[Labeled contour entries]

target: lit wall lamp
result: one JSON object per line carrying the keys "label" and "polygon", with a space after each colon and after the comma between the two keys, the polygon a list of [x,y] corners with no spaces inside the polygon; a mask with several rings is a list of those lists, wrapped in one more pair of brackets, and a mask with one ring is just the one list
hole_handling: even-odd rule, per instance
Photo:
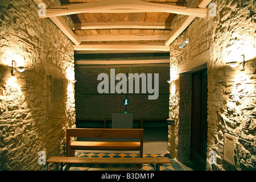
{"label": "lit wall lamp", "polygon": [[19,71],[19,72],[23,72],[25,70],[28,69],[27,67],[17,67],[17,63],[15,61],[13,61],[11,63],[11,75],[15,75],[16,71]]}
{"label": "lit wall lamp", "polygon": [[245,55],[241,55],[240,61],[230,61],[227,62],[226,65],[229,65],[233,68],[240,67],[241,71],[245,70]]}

==

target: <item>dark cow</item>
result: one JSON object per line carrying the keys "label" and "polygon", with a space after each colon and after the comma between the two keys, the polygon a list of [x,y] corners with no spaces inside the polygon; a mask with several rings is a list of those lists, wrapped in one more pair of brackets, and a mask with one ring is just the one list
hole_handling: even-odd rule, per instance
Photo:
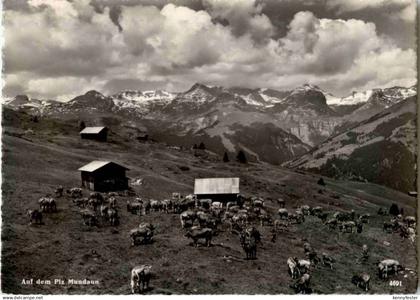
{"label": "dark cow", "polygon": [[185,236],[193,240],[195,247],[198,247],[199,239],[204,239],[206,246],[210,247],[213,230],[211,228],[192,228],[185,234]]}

## Exercise brief
Select each line of the data that includes the string "target" and copy those lines out. Upper and lower case must match.

## Task answer
target: lit wall lamp
target: <item>dark cow</item>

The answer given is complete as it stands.